[Given records — start]

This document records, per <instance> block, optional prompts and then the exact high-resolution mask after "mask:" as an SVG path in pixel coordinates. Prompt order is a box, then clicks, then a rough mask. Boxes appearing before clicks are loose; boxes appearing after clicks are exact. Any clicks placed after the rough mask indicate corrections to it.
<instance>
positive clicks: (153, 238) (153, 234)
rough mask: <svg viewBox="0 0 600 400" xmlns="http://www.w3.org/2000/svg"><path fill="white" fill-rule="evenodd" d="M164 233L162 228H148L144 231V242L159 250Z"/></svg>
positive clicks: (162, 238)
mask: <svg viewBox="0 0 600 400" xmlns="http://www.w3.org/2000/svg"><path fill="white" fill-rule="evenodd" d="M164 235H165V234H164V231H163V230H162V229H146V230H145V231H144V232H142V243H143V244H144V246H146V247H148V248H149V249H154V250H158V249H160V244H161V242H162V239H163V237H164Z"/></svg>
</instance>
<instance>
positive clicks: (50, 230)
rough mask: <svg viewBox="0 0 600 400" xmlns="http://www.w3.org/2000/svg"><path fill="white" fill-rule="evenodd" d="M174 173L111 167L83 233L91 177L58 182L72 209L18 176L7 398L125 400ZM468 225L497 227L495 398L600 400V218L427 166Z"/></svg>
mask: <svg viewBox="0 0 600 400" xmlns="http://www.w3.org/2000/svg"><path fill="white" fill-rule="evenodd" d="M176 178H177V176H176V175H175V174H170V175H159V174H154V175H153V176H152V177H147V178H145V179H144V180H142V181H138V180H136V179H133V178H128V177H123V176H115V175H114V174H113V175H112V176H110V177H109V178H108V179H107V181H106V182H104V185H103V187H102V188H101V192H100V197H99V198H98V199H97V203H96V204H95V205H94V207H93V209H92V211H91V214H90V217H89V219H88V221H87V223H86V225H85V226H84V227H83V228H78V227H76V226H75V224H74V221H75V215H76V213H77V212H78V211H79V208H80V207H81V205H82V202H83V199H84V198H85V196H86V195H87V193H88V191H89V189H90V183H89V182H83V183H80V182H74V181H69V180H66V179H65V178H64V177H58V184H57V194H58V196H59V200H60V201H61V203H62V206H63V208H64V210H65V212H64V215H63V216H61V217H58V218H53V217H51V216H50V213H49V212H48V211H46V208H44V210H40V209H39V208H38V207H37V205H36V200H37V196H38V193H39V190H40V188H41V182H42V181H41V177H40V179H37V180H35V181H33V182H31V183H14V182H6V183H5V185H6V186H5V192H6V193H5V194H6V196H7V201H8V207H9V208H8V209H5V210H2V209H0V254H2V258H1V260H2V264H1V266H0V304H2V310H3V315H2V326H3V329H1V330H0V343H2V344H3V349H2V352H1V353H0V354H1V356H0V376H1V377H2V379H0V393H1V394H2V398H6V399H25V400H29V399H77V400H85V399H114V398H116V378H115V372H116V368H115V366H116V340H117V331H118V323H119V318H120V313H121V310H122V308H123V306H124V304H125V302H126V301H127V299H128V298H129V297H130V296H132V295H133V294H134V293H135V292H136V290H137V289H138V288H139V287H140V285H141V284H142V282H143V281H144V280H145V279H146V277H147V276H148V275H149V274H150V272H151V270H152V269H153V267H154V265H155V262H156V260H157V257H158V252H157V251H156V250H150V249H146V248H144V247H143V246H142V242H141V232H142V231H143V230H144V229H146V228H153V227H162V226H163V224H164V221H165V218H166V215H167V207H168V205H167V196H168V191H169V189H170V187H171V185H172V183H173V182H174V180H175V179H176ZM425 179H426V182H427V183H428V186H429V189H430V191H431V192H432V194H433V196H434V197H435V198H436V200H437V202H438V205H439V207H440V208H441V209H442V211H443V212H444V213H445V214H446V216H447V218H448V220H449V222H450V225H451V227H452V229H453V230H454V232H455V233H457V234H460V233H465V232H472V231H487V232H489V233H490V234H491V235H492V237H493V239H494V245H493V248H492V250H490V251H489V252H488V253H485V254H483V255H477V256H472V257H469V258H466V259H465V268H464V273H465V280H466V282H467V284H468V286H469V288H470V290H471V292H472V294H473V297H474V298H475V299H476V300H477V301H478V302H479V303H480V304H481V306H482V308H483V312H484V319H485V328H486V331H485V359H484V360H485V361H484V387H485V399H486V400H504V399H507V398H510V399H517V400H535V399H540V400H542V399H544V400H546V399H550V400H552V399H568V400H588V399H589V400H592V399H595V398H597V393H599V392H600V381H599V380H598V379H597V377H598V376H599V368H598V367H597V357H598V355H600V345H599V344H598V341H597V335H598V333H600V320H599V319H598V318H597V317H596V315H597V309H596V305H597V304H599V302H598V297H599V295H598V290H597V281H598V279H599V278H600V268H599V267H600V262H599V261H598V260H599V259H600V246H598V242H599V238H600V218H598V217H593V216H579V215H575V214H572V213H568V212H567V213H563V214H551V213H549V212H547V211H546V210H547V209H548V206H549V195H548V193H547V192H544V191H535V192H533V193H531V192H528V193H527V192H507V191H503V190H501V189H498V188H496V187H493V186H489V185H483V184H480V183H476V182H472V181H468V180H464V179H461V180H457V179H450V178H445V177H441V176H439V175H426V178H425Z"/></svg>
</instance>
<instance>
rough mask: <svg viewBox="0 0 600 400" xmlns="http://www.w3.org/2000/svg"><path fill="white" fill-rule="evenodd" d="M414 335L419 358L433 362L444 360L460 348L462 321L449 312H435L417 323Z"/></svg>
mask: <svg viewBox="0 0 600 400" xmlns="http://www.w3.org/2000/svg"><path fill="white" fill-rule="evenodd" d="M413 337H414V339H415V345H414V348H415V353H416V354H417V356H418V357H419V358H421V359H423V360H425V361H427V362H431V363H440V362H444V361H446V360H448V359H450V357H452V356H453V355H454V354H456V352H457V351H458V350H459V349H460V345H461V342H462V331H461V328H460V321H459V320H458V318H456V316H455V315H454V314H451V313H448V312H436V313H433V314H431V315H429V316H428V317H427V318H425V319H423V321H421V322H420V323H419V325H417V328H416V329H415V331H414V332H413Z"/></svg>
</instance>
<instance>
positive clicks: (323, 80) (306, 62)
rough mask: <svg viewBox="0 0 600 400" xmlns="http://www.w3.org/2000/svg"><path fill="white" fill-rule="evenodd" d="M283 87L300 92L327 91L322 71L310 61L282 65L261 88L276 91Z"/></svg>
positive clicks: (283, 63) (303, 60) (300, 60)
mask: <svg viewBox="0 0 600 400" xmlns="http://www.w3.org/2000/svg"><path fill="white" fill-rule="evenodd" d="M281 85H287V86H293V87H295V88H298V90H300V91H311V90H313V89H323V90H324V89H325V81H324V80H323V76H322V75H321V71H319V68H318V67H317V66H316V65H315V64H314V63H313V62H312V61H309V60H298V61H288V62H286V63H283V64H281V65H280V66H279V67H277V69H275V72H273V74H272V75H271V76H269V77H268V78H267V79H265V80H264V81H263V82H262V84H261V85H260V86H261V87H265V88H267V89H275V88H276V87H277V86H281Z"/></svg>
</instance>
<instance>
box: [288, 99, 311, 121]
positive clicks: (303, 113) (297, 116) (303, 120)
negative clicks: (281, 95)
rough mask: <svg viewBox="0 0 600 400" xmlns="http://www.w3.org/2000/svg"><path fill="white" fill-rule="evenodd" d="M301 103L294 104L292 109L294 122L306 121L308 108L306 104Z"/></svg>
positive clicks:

[Given records — finish]

◆ Problem requirements ◆
From the records above, print exactly the lines that run from the line with "87L300 92L327 91L322" to the line with "negative clicks: (281, 95)", inclusive.

◆ Response for this exercise ◆
rough mask: <svg viewBox="0 0 600 400" xmlns="http://www.w3.org/2000/svg"><path fill="white" fill-rule="evenodd" d="M283 87L300 92L327 91L322 71L310 61L282 65L261 88L276 91Z"/></svg>
positive clicks: (283, 63) (303, 60) (300, 60)
mask: <svg viewBox="0 0 600 400" xmlns="http://www.w3.org/2000/svg"><path fill="white" fill-rule="evenodd" d="M281 85H287V86H293V87H295V88H298V90H300V91H311V90H313V89H323V90H324V89H325V81H324V80H323V76H322V75H321V71H319V68H318V67H317V66H316V65H315V64H314V63H313V62H312V61H309V60H298V61H288V62H286V63H283V64H281V65H280V66H279V67H277V69H275V72H273V74H272V75H271V76H269V77H268V78H267V79H265V80H264V81H263V82H262V84H261V85H260V86H261V87H265V88H267V89H275V88H276V87H277V86H281Z"/></svg>
</instance>
<instance>
box: [288, 99, 311, 121]
positive clicks: (303, 113) (297, 116) (303, 120)
negative clicks: (281, 95)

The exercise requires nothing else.